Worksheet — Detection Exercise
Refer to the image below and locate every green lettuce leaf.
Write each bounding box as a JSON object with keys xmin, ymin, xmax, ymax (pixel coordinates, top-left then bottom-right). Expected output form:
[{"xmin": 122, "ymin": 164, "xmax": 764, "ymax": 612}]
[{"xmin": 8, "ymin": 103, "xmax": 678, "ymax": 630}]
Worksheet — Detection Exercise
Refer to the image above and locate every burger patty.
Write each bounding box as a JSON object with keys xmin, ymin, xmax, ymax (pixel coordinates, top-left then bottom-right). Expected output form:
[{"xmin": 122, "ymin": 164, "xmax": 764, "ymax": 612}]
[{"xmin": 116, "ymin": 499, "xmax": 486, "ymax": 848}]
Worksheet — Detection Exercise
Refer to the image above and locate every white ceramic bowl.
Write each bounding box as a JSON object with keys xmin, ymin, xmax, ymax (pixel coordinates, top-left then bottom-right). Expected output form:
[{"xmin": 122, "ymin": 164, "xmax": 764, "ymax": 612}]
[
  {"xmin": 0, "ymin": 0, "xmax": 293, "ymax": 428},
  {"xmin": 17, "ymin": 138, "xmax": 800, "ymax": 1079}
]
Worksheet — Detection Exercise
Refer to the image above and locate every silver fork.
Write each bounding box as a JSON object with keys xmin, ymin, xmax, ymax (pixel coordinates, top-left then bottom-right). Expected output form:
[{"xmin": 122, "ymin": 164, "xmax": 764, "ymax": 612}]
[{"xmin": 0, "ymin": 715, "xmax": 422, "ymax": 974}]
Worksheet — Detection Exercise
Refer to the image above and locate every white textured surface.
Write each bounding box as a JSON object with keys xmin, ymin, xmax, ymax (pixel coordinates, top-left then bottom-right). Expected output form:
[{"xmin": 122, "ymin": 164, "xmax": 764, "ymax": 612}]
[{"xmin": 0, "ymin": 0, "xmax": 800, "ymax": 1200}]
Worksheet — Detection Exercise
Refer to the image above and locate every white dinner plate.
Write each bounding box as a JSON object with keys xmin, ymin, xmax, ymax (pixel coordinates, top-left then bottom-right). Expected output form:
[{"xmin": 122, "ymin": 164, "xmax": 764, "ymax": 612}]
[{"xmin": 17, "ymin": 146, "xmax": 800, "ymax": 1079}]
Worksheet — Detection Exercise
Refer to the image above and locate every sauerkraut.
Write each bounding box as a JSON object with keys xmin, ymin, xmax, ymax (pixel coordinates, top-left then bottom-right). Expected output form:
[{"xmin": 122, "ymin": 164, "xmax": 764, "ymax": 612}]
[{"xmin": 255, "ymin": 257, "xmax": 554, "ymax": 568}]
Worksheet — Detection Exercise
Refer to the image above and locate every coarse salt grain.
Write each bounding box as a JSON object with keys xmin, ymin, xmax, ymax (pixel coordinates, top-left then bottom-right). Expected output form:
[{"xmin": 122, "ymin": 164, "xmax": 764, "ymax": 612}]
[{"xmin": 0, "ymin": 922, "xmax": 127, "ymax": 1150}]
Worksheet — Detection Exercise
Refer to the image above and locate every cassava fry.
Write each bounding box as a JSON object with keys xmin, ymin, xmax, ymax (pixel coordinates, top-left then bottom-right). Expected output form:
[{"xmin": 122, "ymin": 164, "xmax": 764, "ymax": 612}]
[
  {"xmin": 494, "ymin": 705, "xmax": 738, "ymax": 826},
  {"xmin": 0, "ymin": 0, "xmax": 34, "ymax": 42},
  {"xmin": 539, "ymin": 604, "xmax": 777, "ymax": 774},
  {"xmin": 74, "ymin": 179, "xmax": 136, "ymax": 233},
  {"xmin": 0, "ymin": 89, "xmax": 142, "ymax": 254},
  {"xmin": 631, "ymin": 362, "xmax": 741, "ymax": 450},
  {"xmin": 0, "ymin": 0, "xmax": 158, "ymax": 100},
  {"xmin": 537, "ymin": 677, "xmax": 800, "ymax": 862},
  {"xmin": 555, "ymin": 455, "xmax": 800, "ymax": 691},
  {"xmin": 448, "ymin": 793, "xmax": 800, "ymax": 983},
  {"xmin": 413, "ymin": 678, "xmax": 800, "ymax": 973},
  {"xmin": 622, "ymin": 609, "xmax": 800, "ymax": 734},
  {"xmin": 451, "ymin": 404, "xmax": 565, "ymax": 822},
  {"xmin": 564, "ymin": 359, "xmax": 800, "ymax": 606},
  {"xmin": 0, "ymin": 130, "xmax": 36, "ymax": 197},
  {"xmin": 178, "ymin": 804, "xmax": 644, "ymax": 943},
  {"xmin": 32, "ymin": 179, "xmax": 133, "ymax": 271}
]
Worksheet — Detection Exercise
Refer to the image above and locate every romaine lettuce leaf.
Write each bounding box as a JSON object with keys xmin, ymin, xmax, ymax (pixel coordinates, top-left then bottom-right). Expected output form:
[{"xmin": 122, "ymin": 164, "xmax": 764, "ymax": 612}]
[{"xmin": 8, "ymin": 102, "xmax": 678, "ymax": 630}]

════════════════

Gather every line in the entries above that contains the word "Refer". Copy each of those lines in full.

Refer to the image below and locate every green lettuce leaf.
Refer to the image above and locate every burger patty.
Refer to the image above and locate every white ceramic bowl.
Refer to the image above and locate every silver fork.
Refer to the image above and locate every white textured surface.
Refer to the image above and locate every white dinner plate.
Refer to the image above and locate every sauerkraut.
Refer to the image above and locate every coarse salt grain.
Refer to the image above and locate every cassava fry.
Refer to the image above and locate every romaine lettuce leaf.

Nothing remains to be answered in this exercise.